┌─ RECORDED INFORMATION

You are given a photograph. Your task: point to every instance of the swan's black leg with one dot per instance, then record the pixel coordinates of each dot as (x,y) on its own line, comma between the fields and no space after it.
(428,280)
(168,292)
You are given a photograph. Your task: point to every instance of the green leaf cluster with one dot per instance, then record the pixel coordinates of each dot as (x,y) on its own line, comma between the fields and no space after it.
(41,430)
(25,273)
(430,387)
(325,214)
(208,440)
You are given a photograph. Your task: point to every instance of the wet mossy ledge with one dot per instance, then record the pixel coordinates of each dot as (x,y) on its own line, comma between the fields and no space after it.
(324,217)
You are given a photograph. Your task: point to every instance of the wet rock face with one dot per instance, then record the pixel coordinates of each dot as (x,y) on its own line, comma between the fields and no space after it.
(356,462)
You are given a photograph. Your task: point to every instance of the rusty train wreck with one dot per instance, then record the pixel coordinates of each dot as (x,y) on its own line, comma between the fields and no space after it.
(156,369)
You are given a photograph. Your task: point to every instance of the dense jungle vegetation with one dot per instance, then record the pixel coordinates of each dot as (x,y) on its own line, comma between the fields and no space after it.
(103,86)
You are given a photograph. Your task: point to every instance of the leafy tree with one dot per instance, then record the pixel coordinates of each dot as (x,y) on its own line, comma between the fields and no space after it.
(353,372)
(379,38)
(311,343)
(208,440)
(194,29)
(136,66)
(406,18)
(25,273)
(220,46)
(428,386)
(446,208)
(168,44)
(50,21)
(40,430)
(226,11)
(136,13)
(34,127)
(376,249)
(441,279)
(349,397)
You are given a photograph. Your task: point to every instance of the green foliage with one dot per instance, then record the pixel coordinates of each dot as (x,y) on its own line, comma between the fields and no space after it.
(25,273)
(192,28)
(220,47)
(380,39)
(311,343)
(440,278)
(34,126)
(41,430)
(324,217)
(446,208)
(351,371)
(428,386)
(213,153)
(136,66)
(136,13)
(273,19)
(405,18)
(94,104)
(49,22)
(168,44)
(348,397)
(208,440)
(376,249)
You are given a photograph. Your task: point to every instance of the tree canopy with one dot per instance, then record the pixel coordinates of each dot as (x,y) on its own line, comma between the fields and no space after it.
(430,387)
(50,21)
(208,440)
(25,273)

└─

### TASK DIRECTIONS
Return, word for word, the part of the material that opens with the line containing "of the leafy" and runs through the end of the material, with both ends included.

### CORRECT RESPONSE
You are given a photograph. Your task: point to every instance of the leafy tree with one dot per instance, then record the pixel coordinates of each dot as (x,y) on its own line, comma between the fields and no space after it.
(353,372)
(379,38)
(311,343)
(208,440)
(194,29)
(136,66)
(406,18)
(25,273)
(220,46)
(428,386)
(446,208)
(168,44)
(50,21)
(40,430)
(226,11)
(136,13)
(34,127)
(376,249)
(441,279)
(349,397)
You are given a photograph. Your task: point to every instance of the green foliage with one dot per instance, then record the pixel coordinates of each dot as (x,y) on its own line, comma between the fields and no space after it.
(25,273)
(192,28)
(220,47)
(380,39)
(311,343)
(440,278)
(34,126)
(41,430)
(324,217)
(446,208)
(351,371)
(428,386)
(213,153)
(136,66)
(136,13)
(273,19)
(405,18)
(94,104)
(49,22)
(168,44)
(348,397)
(208,440)
(376,249)
You are given a photograph. Your task: point to every instance of the tree canopy with one dot per instance, then record the pixel coordinates of each dot as (x,y) on its own line, comma between the fields and no space after it.
(430,387)
(50,21)
(208,440)
(25,273)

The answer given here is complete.